Reading text:
* * * * *

Skip to content

Materialized Views

Pre-Computed Results for Performance


Overview

Materialized views store pre-computed query results that are refreshed periodically, providing fast query performance for expensive aggregations and joins.


Materialized View Architecture

View vs. Materialized View

Materialized View Benefits:

  • Fast queries: Pre-computed results
  • Reduced compute: No aggregation on query
  • Incremental refresh: Only new data processed
  • Cost savings: Less compute = lower cost

Materialized View Patterns

Aggregation Pattern

-- Materialized view for aggregations
CREATE MATERIALIZED VIEW mv_daily_revenue AS
SELECT
order_date,
COUNT(DISTINCT order_id) AS total_orders,
COUNT(DISTINCT customer_id) AS unique_customers,
SUM(amount) AS total_revenue,
AVG(amount) AS avg_order_value
FROM sales
GROUP BY order_date;
-- Create unique index for refresh
CREATE UNIQUE INDEX mv_daily_revenue_idx
ON mv_daily_revenue (order_date);
-- Refresh materialized view
REFRESH MATERIALIZED VIEW mv_daily_revenue;
-- Query materialized view (fast)

* * * * *

Information provided:
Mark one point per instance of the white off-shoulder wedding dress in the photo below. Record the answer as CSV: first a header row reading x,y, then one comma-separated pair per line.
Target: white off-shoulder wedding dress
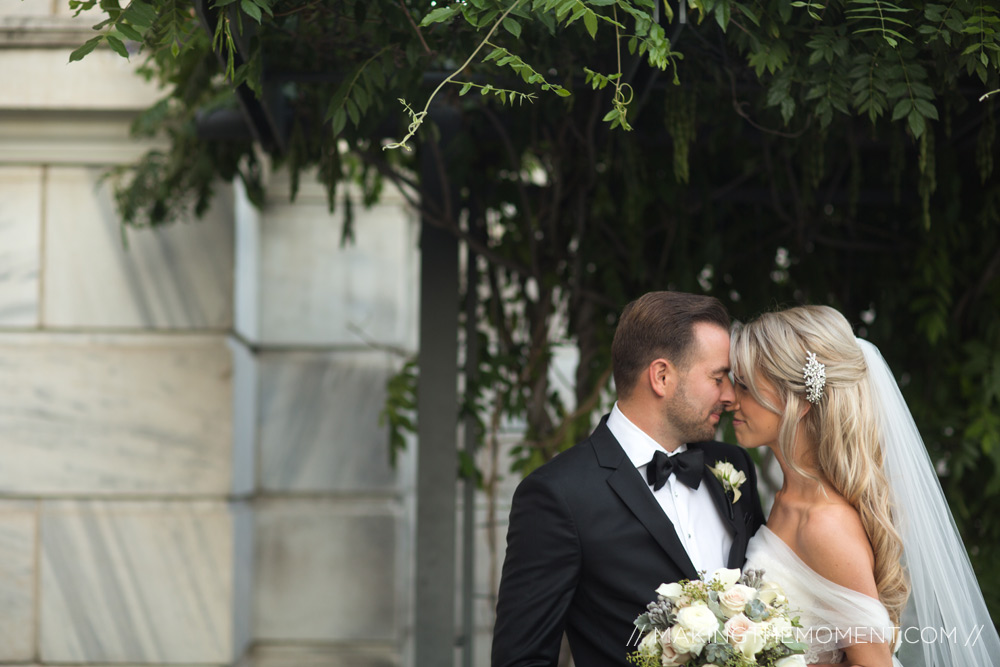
x,y
831,615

* * * * *

Can you set down the part of the materialized views page starting at "Skip to content" and ending at "aggregations and joins.", word for word?

Full response:
Skip to content

Materialized Views

Pre-Computed Results for Performance


Overview

Materialized views store pre-computed query results that are refreshed periodically, providing fast query performance for expensive aggregations and joins.